+++ Provided records
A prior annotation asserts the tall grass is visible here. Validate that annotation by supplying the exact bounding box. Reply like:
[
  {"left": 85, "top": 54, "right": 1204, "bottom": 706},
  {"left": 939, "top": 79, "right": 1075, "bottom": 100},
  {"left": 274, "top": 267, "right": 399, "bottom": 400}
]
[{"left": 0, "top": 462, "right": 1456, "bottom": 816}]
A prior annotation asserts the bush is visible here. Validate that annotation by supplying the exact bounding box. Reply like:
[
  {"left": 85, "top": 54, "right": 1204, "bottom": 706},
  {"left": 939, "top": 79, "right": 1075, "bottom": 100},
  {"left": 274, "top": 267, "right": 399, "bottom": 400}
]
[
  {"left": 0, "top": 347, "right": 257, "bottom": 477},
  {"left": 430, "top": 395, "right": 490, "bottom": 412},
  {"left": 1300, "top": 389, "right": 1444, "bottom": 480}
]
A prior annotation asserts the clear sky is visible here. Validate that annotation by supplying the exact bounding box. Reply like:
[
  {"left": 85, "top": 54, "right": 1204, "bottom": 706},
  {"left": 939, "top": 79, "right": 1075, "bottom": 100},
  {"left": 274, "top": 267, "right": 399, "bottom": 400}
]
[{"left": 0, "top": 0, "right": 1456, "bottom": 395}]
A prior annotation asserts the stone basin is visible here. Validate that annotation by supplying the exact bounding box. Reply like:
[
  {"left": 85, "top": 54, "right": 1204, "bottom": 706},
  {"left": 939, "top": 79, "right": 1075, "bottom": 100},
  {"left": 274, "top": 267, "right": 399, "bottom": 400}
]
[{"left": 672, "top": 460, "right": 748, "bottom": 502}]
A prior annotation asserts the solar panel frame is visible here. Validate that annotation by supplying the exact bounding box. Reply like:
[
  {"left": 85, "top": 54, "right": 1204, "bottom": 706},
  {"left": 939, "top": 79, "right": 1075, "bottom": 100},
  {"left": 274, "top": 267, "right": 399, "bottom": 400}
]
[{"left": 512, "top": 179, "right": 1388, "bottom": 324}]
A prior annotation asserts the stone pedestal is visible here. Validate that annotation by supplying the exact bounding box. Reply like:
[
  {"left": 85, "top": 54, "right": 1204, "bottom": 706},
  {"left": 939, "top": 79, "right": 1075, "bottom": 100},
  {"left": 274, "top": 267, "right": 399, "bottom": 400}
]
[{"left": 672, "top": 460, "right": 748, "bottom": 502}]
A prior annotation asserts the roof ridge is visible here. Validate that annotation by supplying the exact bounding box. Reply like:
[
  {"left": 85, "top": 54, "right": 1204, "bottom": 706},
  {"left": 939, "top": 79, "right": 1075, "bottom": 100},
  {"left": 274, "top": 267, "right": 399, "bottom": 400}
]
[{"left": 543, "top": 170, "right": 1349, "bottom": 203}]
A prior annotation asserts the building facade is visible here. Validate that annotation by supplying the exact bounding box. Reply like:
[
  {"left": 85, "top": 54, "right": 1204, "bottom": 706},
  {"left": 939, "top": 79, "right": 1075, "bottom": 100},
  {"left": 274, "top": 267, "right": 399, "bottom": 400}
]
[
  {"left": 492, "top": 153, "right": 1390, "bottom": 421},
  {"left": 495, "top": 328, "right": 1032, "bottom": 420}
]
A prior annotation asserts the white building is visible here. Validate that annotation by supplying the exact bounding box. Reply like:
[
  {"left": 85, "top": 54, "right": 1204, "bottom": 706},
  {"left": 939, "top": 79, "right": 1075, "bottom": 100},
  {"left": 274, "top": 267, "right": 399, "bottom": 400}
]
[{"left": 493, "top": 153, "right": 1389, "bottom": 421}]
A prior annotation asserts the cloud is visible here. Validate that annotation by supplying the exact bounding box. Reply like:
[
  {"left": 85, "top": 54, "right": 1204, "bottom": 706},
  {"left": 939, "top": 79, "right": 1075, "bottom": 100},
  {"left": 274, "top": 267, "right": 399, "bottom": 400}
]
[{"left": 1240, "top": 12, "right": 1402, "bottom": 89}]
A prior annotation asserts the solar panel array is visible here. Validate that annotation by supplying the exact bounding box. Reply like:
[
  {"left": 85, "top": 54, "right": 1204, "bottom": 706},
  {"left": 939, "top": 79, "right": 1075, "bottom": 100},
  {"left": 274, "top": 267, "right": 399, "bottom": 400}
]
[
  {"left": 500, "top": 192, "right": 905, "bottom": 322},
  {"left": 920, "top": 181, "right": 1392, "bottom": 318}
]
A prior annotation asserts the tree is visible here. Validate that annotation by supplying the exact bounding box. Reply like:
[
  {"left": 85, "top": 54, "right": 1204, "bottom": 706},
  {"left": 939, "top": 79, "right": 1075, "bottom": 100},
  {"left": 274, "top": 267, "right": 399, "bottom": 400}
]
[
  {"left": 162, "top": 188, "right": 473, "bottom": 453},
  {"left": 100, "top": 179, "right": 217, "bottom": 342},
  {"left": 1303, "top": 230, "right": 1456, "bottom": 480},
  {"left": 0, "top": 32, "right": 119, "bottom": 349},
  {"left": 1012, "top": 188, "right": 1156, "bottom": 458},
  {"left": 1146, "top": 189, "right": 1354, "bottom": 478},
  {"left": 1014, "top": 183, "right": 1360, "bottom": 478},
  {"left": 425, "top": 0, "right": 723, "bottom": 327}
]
++++++
- What the task asks: Reproduce every line, requests included, starting with the line that contains "A prior annotation asserts the cloud" and going on through the end of the records. Scale each bounding-box coordinate in the answers by 0.6 and round to the nearest whole number, halves up, but keep the numbers in the requests and their sample replies as they are.

- Answer for the task:
A prior annotation asserts the cloud is visible here. Validate that annotation by supplying the exact bounding box. Reply like:
[
  {"left": 85, "top": 54, "right": 1204, "bottom": 706},
  {"left": 939, "top": 79, "right": 1075, "bottom": 100},
  {"left": 274, "top": 267, "right": 399, "bottom": 400}
]
[{"left": 744, "top": 7, "right": 841, "bottom": 53}]
A prior annotation asserts the solar panel array is visible here. Validate that annotation by supplying the exact bounding box. Reply like:
[
  {"left": 85, "top": 54, "right": 1204, "bottom": 706},
  {"left": 939, "top": 79, "right": 1075, "bottom": 100},
  {"left": 274, "top": 267, "right": 399, "bottom": 400}
]
[
  {"left": 300, "top": 115, "right": 543, "bottom": 193},
  {"left": 552, "top": 109, "right": 835, "bottom": 191}
]
A prior annotation asserts the tree is visible here. Validate that annotation by supplying the exact bounding box. Reply like:
[
  {"left": 85, "top": 54, "right": 1204, "bottom": 706},
  {"left": 939, "top": 79, "right": 1075, "bottom": 100},
  {"left": 274, "top": 267, "right": 399, "bottom": 400}
]
[
  {"left": 97, "top": 113, "right": 284, "bottom": 272},
  {"left": 60, "top": 107, "right": 130, "bottom": 205},
  {"left": 782, "top": 138, "right": 874, "bottom": 288},
  {"left": 0, "top": 19, "right": 71, "bottom": 209},
  {"left": 607, "top": 113, "right": 694, "bottom": 275},
  {"left": 688, "top": 113, "right": 812, "bottom": 287},
  {"left": 608, "top": 110, "right": 816, "bottom": 287},
  {"left": 255, "top": 0, "right": 434, "bottom": 196}
]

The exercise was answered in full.